* _Required tasks_
1. Using the Jolyon Rubinstein piece, what are the answers to these questions?
(a) What did Rubinstein's petition seek to make illegal?
(b) About how many terms of phrase are prohibited as 'unparliamentary'?
(c) Which band did one of the first openly gay Tory MPs name as his favorite?
2. Could you extract the passage of the Jolyon Rubinstein piece from "As for reaching" to "dancing at parties.", copying it word for word?

* _Text provided_
An Idiot’s Guide to Politics – interview with Jolyon Rubinstein

Rubinstein had a petition going on one of the internet petitioning organisations to make lying to parliament illegal as a way of tackling public cynicism. I think he’s right, though it actually means confronting the fact that not only do MPs lie in parliament, they need to be called out on it. At the moment, I think, it is one of the 200 or so prohibited ‘unparliamentary’ terms of phrase for one MP to accuse another of lying.
Well, they have. They do. Blair lied, people died, and Cameron, IDS, Clegg, Osbo and McLie are so crooked they have to screw themselves into their clothing in the morning. Unless radical action is taken, nobody is going to trust a word any politician says.

As for reaching out to youth, when politicos try it all sounds very false and patronising. Some of us can still remember when Tory MPs appeared to have had a three-line whip to tell the world what their favour pop stars were. As a way of appealing to da yoof. So you had the spectacle of Tory peer Lord Onslow describing the Spice Girls as ‘perfectly delicious’, while one of the first open gay Tory MPs said that the Scissor Sisters were his favourite band. That particular MP, you suspect, either listened to very 60s-80s stuff, if he listened to pop music at all, or else was far more at home with works of Elgar and Vaughn Williams. There isn’t anything wrong with liking either of those types of music. And he may have genuinely been a fan of the Scissor Sisters. But as it stood, it looked highly false, very patronising, and rather embarrassing, like Dads dancing at parties.

* _Dataset_
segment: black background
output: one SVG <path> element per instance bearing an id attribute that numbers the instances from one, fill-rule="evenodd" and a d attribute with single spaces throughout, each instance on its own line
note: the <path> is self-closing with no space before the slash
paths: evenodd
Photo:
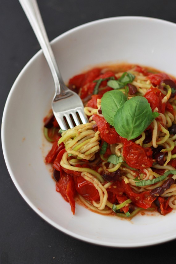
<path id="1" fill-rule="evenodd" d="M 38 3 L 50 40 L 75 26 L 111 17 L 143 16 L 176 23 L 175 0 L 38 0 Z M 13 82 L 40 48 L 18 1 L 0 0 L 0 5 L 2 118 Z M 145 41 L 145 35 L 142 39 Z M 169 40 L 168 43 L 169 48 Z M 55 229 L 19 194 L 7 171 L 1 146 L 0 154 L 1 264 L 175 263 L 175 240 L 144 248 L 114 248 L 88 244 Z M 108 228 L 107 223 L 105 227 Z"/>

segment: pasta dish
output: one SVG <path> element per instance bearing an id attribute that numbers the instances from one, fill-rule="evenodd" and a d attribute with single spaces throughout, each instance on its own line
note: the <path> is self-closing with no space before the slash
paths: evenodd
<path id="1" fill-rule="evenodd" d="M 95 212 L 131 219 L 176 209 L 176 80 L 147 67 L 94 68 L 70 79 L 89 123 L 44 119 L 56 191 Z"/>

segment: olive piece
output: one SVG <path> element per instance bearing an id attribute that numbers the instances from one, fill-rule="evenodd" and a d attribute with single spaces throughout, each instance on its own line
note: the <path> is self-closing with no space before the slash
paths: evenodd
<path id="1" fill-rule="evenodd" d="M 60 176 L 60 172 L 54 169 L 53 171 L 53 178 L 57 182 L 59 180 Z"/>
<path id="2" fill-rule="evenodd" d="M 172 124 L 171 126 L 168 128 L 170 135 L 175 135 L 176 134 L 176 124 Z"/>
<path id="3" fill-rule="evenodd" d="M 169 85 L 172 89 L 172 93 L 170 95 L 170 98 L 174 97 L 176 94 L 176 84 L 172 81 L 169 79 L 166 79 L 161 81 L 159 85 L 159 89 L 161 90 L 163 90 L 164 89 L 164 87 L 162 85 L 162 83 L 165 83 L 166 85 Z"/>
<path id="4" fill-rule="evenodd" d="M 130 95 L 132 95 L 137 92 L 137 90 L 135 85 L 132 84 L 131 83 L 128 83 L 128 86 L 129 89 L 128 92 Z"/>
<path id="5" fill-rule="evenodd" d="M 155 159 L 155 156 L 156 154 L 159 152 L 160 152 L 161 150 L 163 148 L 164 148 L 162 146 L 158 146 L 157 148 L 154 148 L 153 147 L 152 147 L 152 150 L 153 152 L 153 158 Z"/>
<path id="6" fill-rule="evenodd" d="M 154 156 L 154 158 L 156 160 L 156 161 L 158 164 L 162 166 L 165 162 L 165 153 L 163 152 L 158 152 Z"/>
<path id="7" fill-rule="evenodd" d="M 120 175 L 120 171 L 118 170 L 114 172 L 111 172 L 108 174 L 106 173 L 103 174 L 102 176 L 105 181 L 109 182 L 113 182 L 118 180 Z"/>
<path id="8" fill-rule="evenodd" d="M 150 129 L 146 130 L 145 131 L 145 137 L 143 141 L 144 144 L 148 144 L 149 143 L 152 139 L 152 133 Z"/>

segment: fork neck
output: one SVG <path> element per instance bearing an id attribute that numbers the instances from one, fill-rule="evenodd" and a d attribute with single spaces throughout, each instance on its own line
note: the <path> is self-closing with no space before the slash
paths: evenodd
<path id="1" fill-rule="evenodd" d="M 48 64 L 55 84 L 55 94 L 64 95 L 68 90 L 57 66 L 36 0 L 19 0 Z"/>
--
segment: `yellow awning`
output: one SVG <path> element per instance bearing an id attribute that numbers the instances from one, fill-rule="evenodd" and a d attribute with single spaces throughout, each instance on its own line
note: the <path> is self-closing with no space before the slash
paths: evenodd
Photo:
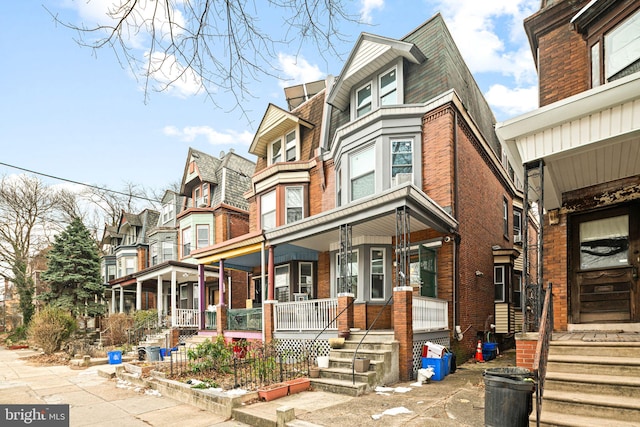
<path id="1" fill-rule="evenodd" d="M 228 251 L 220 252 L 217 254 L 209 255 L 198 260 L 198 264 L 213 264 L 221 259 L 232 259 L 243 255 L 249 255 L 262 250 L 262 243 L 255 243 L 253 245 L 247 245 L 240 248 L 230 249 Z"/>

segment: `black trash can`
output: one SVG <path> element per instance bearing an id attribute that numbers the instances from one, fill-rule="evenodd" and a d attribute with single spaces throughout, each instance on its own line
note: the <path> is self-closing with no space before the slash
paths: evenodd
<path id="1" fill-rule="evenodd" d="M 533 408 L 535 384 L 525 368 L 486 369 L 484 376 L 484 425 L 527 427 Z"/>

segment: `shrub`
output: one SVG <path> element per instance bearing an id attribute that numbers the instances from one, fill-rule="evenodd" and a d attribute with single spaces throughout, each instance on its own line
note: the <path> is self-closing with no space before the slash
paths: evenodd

* _Answers given_
1.
(a) Lying to parliament.
(b) About 200.
(c) The Scissor Sisters.

2.
As for reaching out to youth, when politicos try it all sounds very false and patronising. Some of us can still remember when Tory MPs appeared to have had a three-line whip to tell the world what their favour pop stars were. As a way of appealing to da yoof. So you had the spectacle of Tory peer Lord Onslow describing the Spice Girls as ‘perfectly delicious’, while one of the first open gay Tory MPs said that the Scissor Sisters were his favourite band. That particular MP, you suspect, either listened to very 60s-80s stuff, if he listened to pop music at all, or else was far more at home with works of Elgar and Vaughn Williams. There isn’t anything wrong with liking either of those types of music. And he may have genuinely been a fan of the Scissor Sisters. But as it stood, it looked highly false, very patronising, and rather embarrassing, like Dads dancing at parties.